▶ WORK INSTRUCTIONS: Copy every line of the records that includes the word "brown".

--- EXCERPTED DATA Enclosed Below ---

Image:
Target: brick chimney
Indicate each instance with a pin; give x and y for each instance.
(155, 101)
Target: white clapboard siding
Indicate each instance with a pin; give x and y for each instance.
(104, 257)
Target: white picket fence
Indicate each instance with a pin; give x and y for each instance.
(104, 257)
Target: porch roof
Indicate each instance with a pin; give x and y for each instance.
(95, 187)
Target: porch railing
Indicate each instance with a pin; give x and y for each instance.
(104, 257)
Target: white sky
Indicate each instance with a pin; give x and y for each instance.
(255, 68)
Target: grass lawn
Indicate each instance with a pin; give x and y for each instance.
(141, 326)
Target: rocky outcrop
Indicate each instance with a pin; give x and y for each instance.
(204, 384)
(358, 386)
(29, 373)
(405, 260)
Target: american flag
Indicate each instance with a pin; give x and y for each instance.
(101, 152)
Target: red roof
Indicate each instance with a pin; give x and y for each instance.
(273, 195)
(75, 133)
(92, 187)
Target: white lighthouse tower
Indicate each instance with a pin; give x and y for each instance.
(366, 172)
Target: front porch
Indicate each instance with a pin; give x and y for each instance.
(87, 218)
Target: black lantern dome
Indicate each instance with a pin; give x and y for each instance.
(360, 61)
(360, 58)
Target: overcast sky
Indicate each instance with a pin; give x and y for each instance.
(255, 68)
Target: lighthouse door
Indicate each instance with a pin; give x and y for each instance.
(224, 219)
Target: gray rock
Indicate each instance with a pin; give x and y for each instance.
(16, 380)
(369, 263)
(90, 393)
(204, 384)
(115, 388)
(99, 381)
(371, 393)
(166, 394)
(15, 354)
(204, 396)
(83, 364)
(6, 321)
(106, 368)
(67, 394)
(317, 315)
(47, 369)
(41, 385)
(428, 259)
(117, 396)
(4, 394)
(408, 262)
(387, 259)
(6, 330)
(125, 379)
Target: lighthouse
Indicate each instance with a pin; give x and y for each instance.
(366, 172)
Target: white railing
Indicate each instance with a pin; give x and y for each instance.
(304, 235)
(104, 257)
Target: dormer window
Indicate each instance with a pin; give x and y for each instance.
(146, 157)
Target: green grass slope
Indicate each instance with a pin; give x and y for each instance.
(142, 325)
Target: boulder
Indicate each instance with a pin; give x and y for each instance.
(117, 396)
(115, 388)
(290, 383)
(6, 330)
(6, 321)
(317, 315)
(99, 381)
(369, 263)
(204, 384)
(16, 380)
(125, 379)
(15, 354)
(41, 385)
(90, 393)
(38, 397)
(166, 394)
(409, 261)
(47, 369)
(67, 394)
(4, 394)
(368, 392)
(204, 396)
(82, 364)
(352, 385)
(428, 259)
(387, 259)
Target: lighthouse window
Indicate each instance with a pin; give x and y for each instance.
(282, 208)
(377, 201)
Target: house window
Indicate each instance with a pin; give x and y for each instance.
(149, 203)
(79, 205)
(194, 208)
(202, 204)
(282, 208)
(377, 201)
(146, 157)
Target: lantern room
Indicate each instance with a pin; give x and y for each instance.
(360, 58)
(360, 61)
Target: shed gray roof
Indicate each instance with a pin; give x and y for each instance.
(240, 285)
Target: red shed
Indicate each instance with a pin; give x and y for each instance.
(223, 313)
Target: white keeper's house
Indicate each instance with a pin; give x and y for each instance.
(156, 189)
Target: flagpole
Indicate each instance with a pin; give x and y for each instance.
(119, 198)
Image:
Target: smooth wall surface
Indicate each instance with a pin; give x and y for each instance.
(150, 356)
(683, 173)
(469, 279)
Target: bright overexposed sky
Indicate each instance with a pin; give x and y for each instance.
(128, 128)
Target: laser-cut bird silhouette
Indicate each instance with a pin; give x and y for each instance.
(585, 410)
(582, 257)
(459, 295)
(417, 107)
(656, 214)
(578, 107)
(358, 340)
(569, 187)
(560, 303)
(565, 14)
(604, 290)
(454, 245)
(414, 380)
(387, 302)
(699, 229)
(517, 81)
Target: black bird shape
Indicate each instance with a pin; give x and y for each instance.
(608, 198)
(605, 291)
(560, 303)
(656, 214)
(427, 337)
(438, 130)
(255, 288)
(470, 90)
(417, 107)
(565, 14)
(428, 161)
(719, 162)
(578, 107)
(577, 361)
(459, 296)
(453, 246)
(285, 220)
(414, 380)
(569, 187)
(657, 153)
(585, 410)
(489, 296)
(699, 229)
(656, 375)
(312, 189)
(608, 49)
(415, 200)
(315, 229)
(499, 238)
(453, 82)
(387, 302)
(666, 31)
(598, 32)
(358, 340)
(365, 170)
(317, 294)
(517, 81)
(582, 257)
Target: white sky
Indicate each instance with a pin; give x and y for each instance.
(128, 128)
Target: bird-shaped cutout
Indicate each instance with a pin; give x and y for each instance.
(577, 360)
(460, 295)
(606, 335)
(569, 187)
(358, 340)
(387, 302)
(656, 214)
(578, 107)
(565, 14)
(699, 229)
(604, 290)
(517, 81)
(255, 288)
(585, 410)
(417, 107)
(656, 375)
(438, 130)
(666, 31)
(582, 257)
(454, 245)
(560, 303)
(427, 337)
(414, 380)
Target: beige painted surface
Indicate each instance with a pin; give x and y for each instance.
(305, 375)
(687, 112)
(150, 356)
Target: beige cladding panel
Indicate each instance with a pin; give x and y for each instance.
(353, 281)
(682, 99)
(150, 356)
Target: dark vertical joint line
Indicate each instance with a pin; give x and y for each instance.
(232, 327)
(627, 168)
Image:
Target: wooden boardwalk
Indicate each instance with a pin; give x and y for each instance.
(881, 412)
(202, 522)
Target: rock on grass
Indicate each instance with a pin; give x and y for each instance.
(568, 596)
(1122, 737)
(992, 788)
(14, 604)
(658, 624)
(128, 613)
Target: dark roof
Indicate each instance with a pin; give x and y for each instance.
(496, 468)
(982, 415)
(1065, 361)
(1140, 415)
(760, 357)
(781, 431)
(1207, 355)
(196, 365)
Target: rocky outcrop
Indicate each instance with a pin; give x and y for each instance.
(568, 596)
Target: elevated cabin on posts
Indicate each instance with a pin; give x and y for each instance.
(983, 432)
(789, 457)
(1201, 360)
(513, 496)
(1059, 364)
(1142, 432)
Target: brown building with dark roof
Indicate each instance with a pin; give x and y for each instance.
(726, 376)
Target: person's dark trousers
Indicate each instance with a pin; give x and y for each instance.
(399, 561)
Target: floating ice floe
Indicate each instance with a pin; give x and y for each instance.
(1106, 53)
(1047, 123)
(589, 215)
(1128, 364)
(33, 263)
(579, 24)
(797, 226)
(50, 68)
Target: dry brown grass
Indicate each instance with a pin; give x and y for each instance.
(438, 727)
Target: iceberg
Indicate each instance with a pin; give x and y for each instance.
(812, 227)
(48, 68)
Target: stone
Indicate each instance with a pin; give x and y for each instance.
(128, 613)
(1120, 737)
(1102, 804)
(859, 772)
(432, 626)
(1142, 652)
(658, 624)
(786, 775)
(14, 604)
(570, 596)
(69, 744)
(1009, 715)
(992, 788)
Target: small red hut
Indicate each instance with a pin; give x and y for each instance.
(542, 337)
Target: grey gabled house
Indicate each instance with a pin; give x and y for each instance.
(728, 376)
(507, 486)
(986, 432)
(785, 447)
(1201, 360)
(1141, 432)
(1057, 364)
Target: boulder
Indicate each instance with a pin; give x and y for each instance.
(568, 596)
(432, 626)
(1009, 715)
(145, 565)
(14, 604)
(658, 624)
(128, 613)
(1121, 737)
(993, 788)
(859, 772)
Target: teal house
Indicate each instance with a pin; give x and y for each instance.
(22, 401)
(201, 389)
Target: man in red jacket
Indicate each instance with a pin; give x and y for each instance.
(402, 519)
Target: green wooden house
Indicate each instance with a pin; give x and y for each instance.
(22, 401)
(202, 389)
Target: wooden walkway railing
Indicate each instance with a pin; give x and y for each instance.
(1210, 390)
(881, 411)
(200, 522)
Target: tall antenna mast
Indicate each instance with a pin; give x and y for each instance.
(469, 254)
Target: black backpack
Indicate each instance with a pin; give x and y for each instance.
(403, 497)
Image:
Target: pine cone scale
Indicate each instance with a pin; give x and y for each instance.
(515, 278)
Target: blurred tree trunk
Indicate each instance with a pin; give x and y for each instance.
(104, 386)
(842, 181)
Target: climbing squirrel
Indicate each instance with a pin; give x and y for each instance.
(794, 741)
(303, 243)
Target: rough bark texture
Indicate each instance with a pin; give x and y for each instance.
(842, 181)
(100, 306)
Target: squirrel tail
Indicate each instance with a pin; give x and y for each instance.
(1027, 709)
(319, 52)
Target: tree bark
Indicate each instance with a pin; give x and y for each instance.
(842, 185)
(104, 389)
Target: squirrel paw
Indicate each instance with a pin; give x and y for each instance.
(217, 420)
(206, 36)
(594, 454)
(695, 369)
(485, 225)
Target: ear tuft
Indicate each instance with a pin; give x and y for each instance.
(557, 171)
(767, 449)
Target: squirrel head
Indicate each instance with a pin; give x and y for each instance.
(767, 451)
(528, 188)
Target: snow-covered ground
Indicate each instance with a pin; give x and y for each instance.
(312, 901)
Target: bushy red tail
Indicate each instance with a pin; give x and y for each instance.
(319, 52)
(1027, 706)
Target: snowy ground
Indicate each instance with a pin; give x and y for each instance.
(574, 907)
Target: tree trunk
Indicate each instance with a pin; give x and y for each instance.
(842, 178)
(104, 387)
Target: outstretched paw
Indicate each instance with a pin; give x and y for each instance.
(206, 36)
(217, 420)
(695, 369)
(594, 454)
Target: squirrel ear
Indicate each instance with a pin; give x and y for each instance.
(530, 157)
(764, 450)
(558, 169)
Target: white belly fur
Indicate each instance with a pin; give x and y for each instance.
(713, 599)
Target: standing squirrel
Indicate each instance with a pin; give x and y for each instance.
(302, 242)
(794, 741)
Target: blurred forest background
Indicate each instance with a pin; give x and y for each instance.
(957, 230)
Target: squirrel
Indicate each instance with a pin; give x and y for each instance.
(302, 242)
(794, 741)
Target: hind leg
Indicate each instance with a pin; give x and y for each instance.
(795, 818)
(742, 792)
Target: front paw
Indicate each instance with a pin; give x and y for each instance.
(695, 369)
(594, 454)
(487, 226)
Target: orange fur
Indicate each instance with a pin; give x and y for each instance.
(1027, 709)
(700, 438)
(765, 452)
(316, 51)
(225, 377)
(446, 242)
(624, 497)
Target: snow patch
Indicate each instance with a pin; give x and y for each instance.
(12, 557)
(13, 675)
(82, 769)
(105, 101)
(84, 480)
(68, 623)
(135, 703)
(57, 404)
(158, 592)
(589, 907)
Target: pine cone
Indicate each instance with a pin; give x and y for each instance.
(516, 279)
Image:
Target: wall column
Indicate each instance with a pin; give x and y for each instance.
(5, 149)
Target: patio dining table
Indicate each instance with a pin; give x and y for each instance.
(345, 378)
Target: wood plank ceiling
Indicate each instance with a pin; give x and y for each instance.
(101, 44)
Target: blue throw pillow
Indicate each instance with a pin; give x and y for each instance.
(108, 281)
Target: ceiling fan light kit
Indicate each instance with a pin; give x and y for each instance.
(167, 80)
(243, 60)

--- End of Enclosed EXCERPTED DATA ---

▶ PROBLEM SOLUTION:
Target: brown building with dark roof
Target: dry brown grass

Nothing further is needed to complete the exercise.